▶ _Source material_
----
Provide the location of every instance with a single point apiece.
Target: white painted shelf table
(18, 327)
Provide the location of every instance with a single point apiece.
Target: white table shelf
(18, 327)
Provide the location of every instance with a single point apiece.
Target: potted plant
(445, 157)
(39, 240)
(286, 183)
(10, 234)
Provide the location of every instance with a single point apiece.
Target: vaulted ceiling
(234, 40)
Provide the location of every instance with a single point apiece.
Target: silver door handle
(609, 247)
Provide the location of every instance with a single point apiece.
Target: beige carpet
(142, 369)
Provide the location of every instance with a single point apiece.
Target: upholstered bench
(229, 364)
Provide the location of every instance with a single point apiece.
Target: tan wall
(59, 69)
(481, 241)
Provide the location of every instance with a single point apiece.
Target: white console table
----
▶ _Task item_
Starting at the line that contains "Target: silver door handle", output each remaining line of the listing, the last line included, exactly as it appears.

▶ _Output for this task_
Target: silver door handle
(609, 247)
Provide the location of every instance with a single point apiece.
Target: beige carpet
(142, 369)
Provide the location of every instance with a single point apiece.
Target: upholstered bench
(229, 364)
Provide the location of every instance with a single point apiece.
Target: tan wall
(59, 69)
(481, 241)
Provide the location of every instance with a single point apiece.
Target: white console table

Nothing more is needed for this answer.